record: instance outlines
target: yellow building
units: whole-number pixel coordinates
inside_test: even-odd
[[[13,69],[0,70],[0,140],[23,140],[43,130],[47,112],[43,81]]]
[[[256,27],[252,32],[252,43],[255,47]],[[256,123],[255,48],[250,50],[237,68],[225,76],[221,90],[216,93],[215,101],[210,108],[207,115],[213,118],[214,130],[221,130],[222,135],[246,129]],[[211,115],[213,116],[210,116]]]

··········

▶ _WORK TO COMPLETE_
Rewrite the items above with "yellow building" swapped for "red building" and everything else left unchanged.

▶ _WRITTEN RESPONSE_
record: instance outlines
target: red building
units: whole-number pixel coordinates
inside_test: even-odd
[[[13,69],[0,70],[0,140],[23,140],[43,130],[47,112],[43,81]]]
[[[256,27],[252,32],[252,43],[255,47]],[[256,123],[255,48],[250,50],[237,68],[225,76],[221,90],[216,93],[215,101],[210,108],[207,115],[213,118],[214,130],[221,130],[222,135],[246,129]],[[211,115],[213,116],[210,116]]]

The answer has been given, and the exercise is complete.